◆ WHAT TO DO
Which lines in the material below contain the string "hull", with case counting? Pick out each of those lines and copy it in full.
/---
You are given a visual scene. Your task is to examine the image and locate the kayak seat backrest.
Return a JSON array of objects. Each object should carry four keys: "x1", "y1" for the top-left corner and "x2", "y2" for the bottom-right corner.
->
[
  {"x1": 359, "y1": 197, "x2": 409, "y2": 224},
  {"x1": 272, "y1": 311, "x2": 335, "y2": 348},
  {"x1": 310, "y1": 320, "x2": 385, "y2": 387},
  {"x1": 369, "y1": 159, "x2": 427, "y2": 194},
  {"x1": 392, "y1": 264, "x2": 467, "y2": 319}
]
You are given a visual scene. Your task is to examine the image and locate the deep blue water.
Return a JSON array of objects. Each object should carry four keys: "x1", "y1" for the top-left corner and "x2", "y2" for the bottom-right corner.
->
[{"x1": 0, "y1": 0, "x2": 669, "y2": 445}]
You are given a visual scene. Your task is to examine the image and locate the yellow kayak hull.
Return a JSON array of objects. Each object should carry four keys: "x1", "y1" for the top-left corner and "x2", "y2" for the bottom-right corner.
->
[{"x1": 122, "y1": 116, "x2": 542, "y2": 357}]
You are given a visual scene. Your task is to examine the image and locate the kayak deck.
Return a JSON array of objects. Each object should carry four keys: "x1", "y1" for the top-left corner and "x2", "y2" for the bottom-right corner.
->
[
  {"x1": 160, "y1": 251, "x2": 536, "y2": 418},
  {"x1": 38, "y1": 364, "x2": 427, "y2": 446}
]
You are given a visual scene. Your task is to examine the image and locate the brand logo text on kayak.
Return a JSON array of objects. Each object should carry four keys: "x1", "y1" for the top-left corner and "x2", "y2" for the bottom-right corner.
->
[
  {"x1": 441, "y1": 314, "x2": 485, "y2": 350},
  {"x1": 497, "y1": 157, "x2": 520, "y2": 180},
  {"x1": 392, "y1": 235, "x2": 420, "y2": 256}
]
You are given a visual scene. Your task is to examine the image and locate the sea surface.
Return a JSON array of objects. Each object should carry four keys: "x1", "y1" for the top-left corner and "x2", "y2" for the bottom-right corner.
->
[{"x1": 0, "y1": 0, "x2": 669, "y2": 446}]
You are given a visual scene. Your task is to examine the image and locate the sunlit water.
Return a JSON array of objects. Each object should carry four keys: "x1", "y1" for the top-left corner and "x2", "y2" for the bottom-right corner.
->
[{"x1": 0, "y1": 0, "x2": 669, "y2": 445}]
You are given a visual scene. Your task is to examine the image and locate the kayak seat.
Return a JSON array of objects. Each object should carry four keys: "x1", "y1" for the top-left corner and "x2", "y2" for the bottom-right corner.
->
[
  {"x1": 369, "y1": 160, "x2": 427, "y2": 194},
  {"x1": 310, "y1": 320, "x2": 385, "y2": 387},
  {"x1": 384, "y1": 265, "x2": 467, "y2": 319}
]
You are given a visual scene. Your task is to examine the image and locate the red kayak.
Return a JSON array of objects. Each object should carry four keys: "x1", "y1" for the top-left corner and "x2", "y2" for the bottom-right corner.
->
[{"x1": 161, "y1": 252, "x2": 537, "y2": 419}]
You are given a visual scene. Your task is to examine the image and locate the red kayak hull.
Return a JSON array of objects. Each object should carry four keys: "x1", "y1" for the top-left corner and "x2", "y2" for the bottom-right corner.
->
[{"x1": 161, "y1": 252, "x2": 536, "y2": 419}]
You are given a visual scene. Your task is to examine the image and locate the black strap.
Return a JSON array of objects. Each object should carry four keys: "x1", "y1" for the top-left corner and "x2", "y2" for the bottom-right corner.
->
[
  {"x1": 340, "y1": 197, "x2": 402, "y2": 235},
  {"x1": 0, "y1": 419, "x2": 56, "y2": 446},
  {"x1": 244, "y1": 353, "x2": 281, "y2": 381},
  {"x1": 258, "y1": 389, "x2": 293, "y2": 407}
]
\---
◆ EXERCISE ANSWER
You are given a visual scene. Your task is to examine the image and locate the yellow kayak hull.
You are given a visual scene. Your task is to examine the image and locate the red kayak hull.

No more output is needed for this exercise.